» **Aim of the exercise**:
Exactly as written, return the entries below, minus any pictures.

» **Records supplied**:

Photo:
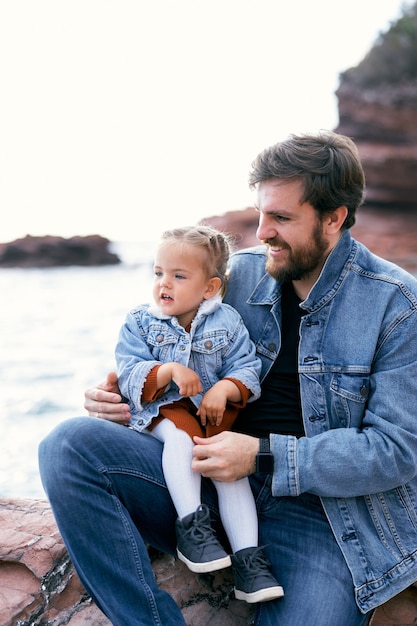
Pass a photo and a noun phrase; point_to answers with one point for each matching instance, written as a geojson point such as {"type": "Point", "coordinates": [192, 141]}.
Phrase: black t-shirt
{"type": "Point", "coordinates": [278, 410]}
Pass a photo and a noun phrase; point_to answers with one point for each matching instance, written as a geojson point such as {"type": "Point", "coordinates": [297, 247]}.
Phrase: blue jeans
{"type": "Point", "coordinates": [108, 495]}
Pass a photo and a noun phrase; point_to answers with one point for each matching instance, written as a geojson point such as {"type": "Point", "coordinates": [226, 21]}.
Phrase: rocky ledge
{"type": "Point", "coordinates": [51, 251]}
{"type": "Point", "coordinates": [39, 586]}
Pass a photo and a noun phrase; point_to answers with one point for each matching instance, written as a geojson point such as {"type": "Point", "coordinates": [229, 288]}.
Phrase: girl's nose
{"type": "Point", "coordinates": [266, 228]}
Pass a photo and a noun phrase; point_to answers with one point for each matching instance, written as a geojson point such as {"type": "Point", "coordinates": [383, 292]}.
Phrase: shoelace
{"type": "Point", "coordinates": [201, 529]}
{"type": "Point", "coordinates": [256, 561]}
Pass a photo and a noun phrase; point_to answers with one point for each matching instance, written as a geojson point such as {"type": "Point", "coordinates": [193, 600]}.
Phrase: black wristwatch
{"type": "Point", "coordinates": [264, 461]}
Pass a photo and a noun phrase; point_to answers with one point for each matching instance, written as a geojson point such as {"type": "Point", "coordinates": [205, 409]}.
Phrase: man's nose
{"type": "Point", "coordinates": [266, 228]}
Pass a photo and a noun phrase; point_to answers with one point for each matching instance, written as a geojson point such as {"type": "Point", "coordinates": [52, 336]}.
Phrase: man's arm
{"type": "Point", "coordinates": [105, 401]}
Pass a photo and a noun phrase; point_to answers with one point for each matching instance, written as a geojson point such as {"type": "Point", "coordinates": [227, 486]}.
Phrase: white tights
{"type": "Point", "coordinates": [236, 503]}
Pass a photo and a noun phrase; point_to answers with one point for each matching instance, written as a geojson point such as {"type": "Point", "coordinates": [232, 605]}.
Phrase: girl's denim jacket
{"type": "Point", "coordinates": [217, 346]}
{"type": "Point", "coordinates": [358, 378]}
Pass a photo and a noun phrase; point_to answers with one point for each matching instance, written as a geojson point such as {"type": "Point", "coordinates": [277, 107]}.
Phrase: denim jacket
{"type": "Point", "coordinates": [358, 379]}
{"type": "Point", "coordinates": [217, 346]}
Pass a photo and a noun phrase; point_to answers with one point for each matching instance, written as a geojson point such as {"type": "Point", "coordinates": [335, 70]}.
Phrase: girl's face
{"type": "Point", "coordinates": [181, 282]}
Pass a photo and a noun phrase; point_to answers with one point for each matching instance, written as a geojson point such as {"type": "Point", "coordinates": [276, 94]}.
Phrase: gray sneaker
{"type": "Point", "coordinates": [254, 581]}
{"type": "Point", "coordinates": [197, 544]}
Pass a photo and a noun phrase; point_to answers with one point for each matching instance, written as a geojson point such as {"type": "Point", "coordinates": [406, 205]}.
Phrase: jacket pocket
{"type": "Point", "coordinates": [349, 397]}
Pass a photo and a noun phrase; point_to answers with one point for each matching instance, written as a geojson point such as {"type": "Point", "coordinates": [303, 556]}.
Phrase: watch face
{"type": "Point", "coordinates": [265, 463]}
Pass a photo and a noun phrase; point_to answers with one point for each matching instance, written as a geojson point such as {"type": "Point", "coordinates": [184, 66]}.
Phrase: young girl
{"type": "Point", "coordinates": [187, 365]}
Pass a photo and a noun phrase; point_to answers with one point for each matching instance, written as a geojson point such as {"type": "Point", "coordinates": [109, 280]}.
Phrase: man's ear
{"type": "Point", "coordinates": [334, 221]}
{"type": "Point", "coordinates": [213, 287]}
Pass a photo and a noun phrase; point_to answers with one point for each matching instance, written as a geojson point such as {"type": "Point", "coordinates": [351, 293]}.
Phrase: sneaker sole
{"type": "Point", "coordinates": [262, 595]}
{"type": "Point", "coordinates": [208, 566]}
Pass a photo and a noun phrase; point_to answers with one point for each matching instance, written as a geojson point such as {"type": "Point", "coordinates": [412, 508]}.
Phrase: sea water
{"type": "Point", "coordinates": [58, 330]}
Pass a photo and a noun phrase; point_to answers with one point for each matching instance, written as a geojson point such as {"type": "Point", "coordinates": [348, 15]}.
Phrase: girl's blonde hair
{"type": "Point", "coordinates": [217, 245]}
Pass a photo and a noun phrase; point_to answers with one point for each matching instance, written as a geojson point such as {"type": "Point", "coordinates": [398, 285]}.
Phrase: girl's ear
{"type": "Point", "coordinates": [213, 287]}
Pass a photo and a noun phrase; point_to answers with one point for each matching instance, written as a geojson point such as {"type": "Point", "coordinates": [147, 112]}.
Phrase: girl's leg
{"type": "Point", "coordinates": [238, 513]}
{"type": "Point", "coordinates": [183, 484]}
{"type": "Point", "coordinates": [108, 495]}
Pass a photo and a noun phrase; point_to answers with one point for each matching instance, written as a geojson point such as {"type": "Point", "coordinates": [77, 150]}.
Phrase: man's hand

» **Your solution**:
Photo:
Pass a photo and a noun phrase; point_to answers with one point for each matching instance, written as a geojson point such as {"type": "Point", "coordinates": [192, 141]}.
Phrase: black t-shirt
{"type": "Point", "coordinates": [278, 410]}
Pass a photo and a noun phrase; point_to answers with one point for each matching instance, written as a geojson point such as {"type": "Point", "coordinates": [297, 247]}.
Phrase: blue jeans
{"type": "Point", "coordinates": [108, 495]}
Pass a photo and a noun phrase; point_to answers with one point for each matching instance, written as a geojson point such as {"type": "Point", "coordinates": [226, 21]}.
Phrase: rocky ledge
{"type": "Point", "coordinates": [51, 251]}
{"type": "Point", "coordinates": [39, 586]}
Pass a photo and a noun phrase; point_to answers with one point for each matching instance, written as a geojson point such as {"type": "Point", "coordinates": [229, 288]}.
Phrase: girl's nose
{"type": "Point", "coordinates": [266, 228]}
Pass a photo and a noun phrase; point_to answers with one point for each matching instance, written as a geojson point such as {"type": "Point", "coordinates": [383, 292]}.
Phrase: shoelace
{"type": "Point", "coordinates": [201, 529]}
{"type": "Point", "coordinates": [256, 561]}
Pass a photo and a noun phrase; point_to answers with one point for each matching instance, written as a geojson point such as {"type": "Point", "coordinates": [193, 600]}.
Phrase: black wristwatch
{"type": "Point", "coordinates": [264, 461]}
Pass a photo and a noun phrase; point_to answers with one point for each matching instance, written as a geojson point such as {"type": "Point", "coordinates": [205, 409]}.
Phrase: man's nose
{"type": "Point", "coordinates": [266, 228]}
Pass a photo and a noun phrase; point_to answers with one point for each matching instance, written as a geojson point such as {"type": "Point", "coordinates": [52, 336]}.
Phrase: man's arm
{"type": "Point", "coordinates": [105, 401]}
Pass a photo and a noun phrase; point_to answers with one point for each matching instance, written as a geojson point such as {"type": "Point", "coordinates": [227, 486]}.
Phrase: white tights
{"type": "Point", "coordinates": [236, 503]}
Pass a photo and a noun phrase; point_to answers with one point for each matching instance, written as a geojson point such as {"type": "Point", "coordinates": [232, 605]}.
Phrase: girl's denim jacket
{"type": "Point", "coordinates": [217, 346]}
{"type": "Point", "coordinates": [358, 378]}
Pass a photo and a noun phrase; point_to answers with one point for each matching instance, written as a geojson point such as {"type": "Point", "coordinates": [277, 107]}.
Phrase: denim jacket
{"type": "Point", "coordinates": [358, 379]}
{"type": "Point", "coordinates": [217, 346]}
Pass a photo and a noun phrase; point_to answers with one point for each matching instance, written as a geojson point such as {"type": "Point", "coordinates": [335, 70]}.
Phrase: girl's face
{"type": "Point", "coordinates": [181, 282]}
Pass a photo and a noun phrase; point_to answers with one point for each matching instance, written as a geojson point such as {"type": "Point", "coordinates": [276, 94]}.
Phrase: gray sneaker
{"type": "Point", "coordinates": [254, 581]}
{"type": "Point", "coordinates": [197, 544]}
Pass a photo and a noun phrase; point_to answers with one point for each matching instance, written as a geojson point such as {"type": "Point", "coordinates": [406, 205]}.
Phrase: jacket pocket
{"type": "Point", "coordinates": [349, 397]}
Pass a photo and a noun phrase; point_to answers with one point for each matching instance, written as a geojson point such as {"type": "Point", "coordinates": [303, 556]}.
Phrase: watch face
{"type": "Point", "coordinates": [265, 463]}
Pass a photo and a noun phrase; point_to answers with one point for each matching instance, written as a geojson point such as {"type": "Point", "coordinates": [184, 66]}.
Phrase: young girl
{"type": "Point", "coordinates": [187, 365]}
Pass a photo and a noun phrase; point_to answers with one point for each matching instance, written as a geojson point such as {"type": "Point", "coordinates": [109, 280]}.
Phrase: man's ear
{"type": "Point", "coordinates": [334, 221]}
{"type": "Point", "coordinates": [213, 287]}
Pass a photo and a noun phrase; point_to answers with one point for each matching instance, written as a geojson point such as {"type": "Point", "coordinates": [351, 293]}.
Phrase: sneaker sole
{"type": "Point", "coordinates": [262, 595]}
{"type": "Point", "coordinates": [208, 566]}
Pass a photo and a noun phrase; point_to answers with one point for each matching instance, written as a geojson point such as {"type": "Point", "coordinates": [412, 508]}.
Phrase: sea water
{"type": "Point", "coordinates": [58, 330]}
Pass a photo and a noun phrase; point_to answers with one point for each matching instance, written as a geojson point such as {"type": "Point", "coordinates": [348, 15]}.
Phrase: girl's blonde hair
{"type": "Point", "coordinates": [217, 245]}
Pass a photo and a noun phrase; point_to answers with one point for each matching instance, written as a geojson point such as {"type": "Point", "coordinates": [398, 285]}.
Phrase: girl's ear
{"type": "Point", "coordinates": [213, 287]}
Pass a photo and a noun phrase; point_to answers with one point for each matching instance, written as a geojson point such as {"type": "Point", "coordinates": [147, 112]}.
Phrase: girl's leg
{"type": "Point", "coordinates": [238, 513]}
{"type": "Point", "coordinates": [183, 484]}
{"type": "Point", "coordinates": [108, 495]}
Pass a photo and a noun phrase; point_to answers with one point for each matching instance, written as a geojson point such as {"type": "Point", "coordinates": [77, 150]}.
Phrase: man's hand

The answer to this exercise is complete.